Work order:
Word for word, restate the data that follows, omitting the images.

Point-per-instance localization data
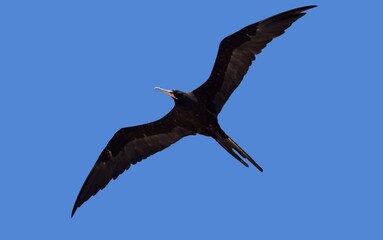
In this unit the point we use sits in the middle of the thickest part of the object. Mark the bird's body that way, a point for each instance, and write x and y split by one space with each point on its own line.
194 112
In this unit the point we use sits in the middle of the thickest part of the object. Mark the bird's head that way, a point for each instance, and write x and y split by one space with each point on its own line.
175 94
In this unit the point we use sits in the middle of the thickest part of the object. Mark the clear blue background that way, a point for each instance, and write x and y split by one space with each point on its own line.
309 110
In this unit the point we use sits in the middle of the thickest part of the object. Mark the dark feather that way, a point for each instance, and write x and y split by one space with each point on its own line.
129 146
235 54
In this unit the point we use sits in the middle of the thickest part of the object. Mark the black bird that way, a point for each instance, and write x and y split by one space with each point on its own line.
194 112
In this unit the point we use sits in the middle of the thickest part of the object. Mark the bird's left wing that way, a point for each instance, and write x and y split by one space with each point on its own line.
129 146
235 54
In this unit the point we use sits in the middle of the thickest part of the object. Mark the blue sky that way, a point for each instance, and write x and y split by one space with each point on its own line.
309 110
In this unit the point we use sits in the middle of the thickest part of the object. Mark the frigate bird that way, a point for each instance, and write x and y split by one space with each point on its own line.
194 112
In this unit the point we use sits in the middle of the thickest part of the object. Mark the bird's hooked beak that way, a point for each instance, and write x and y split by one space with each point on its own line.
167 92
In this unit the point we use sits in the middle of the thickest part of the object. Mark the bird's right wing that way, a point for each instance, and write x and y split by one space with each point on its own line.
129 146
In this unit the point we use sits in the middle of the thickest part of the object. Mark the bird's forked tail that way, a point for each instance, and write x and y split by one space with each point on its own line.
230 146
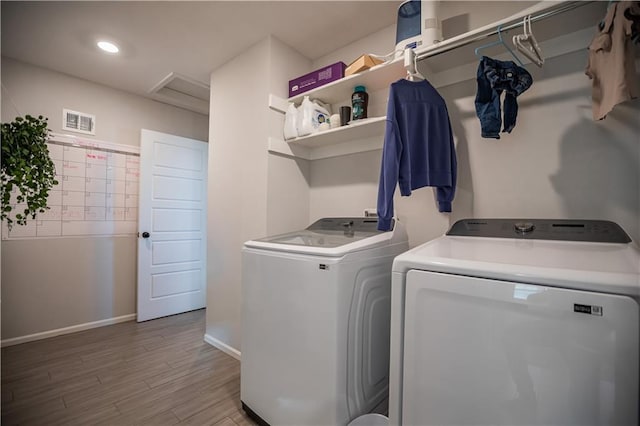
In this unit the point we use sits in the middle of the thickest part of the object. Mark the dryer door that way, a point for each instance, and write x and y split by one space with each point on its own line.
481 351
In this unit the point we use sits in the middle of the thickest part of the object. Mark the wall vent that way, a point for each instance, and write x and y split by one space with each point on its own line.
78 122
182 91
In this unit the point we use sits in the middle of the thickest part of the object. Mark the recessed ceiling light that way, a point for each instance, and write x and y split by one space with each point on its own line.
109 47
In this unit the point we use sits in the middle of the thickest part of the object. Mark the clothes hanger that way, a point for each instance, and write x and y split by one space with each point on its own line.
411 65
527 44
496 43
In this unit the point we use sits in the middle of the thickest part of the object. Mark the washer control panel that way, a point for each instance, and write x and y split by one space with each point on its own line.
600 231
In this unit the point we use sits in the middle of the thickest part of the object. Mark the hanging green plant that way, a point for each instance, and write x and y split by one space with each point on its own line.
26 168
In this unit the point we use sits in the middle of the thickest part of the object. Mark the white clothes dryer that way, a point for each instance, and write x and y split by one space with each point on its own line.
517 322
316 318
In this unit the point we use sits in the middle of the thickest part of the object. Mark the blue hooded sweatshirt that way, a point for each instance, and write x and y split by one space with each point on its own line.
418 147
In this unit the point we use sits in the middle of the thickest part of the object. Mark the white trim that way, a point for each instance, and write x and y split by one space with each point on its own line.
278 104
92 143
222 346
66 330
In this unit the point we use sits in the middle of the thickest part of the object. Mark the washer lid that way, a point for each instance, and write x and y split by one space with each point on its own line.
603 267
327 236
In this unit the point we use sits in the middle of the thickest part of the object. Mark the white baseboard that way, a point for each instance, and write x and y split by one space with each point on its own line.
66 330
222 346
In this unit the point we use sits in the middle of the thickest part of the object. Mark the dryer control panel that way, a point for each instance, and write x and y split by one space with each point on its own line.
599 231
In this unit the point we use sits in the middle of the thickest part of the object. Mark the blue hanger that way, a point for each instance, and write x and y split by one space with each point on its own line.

Result:
In this unit the point we use sits in the middle of the thickest part of the object. Mark the bird's body that way, a point for each instance, and write x and y split by one space with each point on its own line.
194 112
In this unit the point we use sits in the middle of the thickest part of the object. Mark the bird's head that way, a point for each instance, and write x and y split by one space with each point on its own line.
175 94
In this unit the point we use sits in the middle of the thickest part of the object. Mark the clear blue background that way, a point for each instance, and write x and y split by one space with each point on its own line.
309 110
In this unit the point we use sits in the middle of the thickest part of the object. Mark the dark feather that way, a point for each instance, and write x and y split by one space with each point on its own line.
129 146
235 54
In this unit the point we use sits in the middle of the thickest part of the object. Mark the black bird that way, a point for each instance, and write x and y split by one space with each point on its own line.
194 112
In this unit the point we use sits in the middle of the thickest part of the object. Mark the bird's left wing that way, a point for each instance, and write x and y split by one space with each point on its own line.
129 146
235 54
In this unit the point we use sits in the middle of the thickest part of the object. Mark the blue sky that way, a point for each instance, and write x and y split by one space with each point on its own line.
309 110
In this unit the point we use sits in the middle of the thickest part of the object. Mark the frigate bird that way, a point for each instance, and write x and y split by one space with each point on its own line.
194 112
In this unit the point we use sits in the middle of the thickest part of the object. Mark the bird's hooked beak that way, a point for each instance, and write x and y split by one space with each point on its own line.
167 92
In this unit the point we use sits in the middle of the thickest part of the object. Mark the bird's right wing that way, a point for each instance, and write x and y split by one space with each point on its own line.
129 146
In this unit the point we use sits in the middle of the thickest part of the object. Mark the bird's forked tail that way, a point for each instance, and write x and y split by one space with each point on its own line.
230 146
In this unit the point we use sits in the middle of the thickest part of the object. Mark the dryer door that way, a point for each instance, and write x and y split by one space with each point on its own line.
481 351
In this unit the point we use sits in the middle of the thickest part of the object. Mark the wall vent that way, a point for each instance, and write x and y split by one space with each point on its own line.
78 122
182 91
In this unit the point we use sits in the middle of the thickest part of the object. Mark the recessed ceiling light that way, a point for each instance, and write x and y split by one space with each point on its own line.
109 47
In this unit the point we use sits in the middle of the thickest part of the object. Mark the clothes hanger that way, a point for each instance, and write x and y split by one space with each point on its own line.
411 65
527 44
496 43
In this unit the point we use sits in the middle of the thickest part of the object. Mark the washer control panel that way, a point for each instance, and write x and y split by one space with each point on its own line.
600 231
In this unit the point we use sits in the middle of the thickest part of the object. Mark the hanging green plant that way, a point for each instance, and write x and y split by one space with each point on its own line.
26 168
In this unit the point we use sits in the middle of the thickest part of the object. Mark the white clothes dryer that way, a point for each instance, and write x and y split by one space with each point on its own line.
517 322
316 318
In this unit the point we use sits in the middle of the thickest part of the object. Mark the blue hooded sweatshirt that way, a point for each instance, and write x and y split by one space with each point on its own line.
418 147
In this unit the point we use sits in the middle of the thickest part of the object. Mark the white trim that way, a point for each instance, and write x and y split by one space with each point on its own line.
278 104
92 143
222 346
66 330
In this unit the point we use sits in the middle of the thickest part of the object. Mark the washer lid that way, a point for each instance, and write x and y split by one space with each point on its own line.
603 267
327 236
In this unit the point we use sits in the middle of the thickest part of the object. Mark the white baseboard that way, a point for each instance, and write x and y split by one space with each point on its own line.
66 330
222 346
In this unit the point we use sits in the middle of the thickest part of the object. Mark the dryer control panel that way, a point for each instance, and write x and y split by one space with each point on its own line.
599 231
In this unit the point we use sits in the middle of the thickest part of the object. Mark the blue hanger that way, a point for each instance, and write x and y split by one space with each point on its own line.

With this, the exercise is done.